[Collection entries]
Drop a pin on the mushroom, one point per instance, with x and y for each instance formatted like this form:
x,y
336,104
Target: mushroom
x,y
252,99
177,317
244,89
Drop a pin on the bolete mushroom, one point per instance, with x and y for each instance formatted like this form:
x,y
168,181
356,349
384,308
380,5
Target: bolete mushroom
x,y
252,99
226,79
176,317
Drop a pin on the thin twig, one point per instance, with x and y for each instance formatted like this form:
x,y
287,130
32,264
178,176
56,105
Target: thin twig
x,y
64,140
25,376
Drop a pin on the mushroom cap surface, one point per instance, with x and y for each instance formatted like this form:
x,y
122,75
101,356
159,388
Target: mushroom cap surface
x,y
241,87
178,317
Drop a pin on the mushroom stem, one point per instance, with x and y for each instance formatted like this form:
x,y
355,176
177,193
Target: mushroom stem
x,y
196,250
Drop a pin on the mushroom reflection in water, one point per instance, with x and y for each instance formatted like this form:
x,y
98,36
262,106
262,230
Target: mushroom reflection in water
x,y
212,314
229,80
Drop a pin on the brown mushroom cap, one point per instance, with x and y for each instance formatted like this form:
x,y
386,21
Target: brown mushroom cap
--
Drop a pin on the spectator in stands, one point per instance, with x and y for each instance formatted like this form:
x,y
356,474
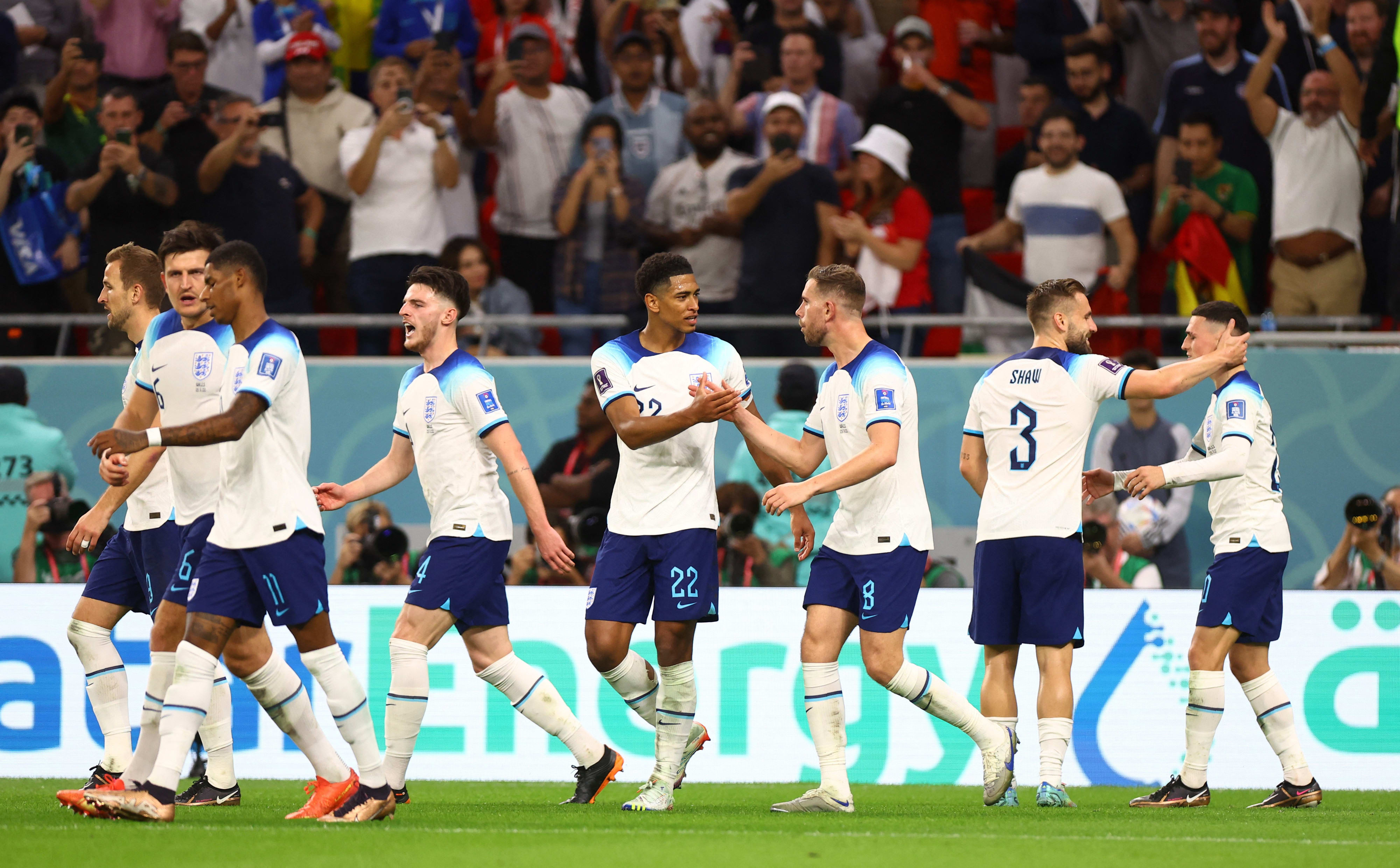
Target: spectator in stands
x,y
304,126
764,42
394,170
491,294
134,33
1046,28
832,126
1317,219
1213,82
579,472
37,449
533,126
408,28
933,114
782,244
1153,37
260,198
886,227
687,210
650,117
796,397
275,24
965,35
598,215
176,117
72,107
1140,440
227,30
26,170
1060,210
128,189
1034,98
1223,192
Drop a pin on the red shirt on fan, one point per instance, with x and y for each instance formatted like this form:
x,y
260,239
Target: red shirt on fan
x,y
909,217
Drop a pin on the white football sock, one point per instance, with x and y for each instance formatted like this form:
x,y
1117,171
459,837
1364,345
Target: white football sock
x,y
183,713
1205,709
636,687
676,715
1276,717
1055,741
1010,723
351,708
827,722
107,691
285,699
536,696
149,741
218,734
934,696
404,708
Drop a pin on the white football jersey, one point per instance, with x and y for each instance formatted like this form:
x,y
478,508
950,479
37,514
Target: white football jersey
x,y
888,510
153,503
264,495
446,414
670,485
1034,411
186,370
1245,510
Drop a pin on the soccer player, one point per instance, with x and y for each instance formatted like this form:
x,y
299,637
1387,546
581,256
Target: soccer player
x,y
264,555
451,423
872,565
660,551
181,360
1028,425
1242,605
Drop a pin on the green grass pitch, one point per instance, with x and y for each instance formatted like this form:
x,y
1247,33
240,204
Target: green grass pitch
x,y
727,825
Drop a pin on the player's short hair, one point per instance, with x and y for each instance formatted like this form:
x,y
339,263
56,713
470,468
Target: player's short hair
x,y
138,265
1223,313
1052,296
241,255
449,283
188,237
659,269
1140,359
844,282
--
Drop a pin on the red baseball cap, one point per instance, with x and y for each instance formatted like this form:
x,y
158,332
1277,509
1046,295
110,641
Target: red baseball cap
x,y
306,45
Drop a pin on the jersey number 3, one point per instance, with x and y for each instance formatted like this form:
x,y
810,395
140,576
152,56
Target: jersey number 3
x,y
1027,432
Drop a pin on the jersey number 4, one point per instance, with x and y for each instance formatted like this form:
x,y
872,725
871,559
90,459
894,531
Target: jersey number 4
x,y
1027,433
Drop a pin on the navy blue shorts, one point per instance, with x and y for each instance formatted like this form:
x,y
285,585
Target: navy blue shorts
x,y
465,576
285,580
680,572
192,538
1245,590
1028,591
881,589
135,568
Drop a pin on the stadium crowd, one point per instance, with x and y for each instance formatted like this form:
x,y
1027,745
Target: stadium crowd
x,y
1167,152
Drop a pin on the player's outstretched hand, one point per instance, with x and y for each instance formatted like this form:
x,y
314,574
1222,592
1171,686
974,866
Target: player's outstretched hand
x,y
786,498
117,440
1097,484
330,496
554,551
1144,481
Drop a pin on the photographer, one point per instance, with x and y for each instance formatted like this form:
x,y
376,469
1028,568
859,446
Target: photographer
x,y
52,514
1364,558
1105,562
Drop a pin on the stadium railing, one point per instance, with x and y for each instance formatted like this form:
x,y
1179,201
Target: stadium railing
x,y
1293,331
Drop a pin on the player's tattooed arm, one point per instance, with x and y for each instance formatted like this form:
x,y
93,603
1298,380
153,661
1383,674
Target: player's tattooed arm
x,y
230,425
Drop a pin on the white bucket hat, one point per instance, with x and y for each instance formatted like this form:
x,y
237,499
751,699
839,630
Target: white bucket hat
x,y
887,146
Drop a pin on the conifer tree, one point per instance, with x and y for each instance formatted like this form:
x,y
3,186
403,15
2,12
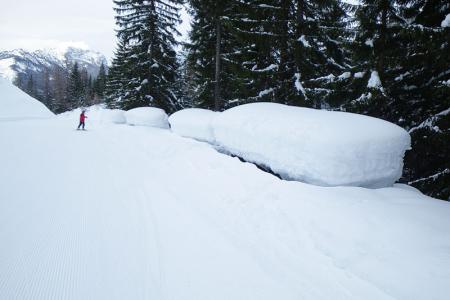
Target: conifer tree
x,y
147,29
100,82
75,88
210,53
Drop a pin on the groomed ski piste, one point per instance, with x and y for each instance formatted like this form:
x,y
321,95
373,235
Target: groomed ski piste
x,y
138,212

• _Problem_
Of the lines above, extract only those from the line with "Drop a pin on the brown" to the line with "Target: brown mushroom cap", both included, exactly as written.

• _Exercise output_
Drop a pin on the brown mushroom cap, one point per instance, with x and y for each instance formatted like this form:
x,y
386,21
Target: brown mushroom cap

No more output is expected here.